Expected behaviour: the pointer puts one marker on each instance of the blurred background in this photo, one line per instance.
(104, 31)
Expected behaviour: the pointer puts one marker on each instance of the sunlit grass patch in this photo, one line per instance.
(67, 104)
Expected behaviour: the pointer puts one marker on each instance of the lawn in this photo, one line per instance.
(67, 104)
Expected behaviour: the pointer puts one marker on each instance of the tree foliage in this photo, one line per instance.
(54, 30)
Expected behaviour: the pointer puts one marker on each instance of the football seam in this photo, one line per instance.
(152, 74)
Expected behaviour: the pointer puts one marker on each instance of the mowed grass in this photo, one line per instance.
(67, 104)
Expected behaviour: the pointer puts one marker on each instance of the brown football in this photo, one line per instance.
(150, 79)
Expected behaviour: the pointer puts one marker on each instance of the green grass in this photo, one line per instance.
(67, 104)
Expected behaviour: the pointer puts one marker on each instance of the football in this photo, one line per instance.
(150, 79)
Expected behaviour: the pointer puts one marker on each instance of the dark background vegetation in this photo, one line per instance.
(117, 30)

* * *

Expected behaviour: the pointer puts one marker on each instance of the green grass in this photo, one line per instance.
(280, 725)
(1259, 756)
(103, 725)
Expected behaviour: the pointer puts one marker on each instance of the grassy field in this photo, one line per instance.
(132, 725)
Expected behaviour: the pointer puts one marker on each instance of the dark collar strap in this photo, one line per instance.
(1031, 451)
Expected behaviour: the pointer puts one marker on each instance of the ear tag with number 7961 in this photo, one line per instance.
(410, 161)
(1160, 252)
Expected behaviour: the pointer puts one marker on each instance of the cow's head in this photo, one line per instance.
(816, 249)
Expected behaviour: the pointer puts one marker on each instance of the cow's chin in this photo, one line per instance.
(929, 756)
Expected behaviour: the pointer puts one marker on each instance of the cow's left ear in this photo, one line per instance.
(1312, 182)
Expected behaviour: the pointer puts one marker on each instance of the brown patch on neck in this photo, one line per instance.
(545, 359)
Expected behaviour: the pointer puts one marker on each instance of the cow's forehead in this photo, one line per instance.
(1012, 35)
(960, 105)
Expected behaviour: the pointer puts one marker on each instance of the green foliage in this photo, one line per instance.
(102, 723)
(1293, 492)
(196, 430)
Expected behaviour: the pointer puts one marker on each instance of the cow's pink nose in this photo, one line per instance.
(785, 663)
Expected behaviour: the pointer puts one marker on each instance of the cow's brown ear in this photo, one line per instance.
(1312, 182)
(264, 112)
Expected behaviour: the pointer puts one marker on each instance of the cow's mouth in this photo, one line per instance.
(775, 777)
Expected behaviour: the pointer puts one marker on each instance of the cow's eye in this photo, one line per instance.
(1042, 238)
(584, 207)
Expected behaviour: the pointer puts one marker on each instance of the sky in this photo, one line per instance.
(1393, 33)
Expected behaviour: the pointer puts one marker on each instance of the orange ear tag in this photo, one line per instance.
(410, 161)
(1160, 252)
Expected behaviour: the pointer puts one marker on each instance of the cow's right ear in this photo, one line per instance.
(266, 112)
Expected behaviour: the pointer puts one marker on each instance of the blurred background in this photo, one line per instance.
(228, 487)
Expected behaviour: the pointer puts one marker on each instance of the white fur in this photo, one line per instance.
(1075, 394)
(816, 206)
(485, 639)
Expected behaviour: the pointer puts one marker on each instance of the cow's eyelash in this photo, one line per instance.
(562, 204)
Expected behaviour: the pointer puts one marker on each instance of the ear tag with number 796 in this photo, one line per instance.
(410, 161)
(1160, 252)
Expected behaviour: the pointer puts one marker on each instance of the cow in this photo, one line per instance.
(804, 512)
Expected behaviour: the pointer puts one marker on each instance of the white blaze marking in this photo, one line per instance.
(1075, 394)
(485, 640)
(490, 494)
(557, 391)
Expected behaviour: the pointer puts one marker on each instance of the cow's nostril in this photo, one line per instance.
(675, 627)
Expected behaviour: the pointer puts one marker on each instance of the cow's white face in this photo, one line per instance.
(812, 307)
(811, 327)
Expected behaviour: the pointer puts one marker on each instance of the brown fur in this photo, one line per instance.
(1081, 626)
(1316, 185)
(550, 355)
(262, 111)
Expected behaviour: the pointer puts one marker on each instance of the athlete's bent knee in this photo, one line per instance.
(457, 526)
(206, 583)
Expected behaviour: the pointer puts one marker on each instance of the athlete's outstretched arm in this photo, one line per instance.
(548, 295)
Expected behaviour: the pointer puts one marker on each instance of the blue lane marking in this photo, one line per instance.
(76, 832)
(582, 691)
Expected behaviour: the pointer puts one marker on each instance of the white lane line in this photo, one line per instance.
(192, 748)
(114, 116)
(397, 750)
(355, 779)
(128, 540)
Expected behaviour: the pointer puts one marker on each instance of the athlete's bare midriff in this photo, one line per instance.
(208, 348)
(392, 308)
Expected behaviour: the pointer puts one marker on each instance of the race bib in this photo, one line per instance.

→ Task directions: Precisely the lines between those holding "line in this photo, one line per instance." and "bib in this photo, one line per instance.", inclusive, are to be reproduced from the listing above, with nothing added.

→ Your solution:
Expected behaviour: the pointer puts one marker on each instance of the white lane line in this photo, one line per instance.
(192, 748)
(114, 116)
(397, 750)
(355, 779)
(128, 540)
Expected behaviour: the pointer puts one marker on each instance of the athlete's bare midriff in this photo, one line per instance.
(208, 348)
(392, 308)
Expected behaviour: the pointer puts one marker on each instance of the race bib in this photo, one line per instance.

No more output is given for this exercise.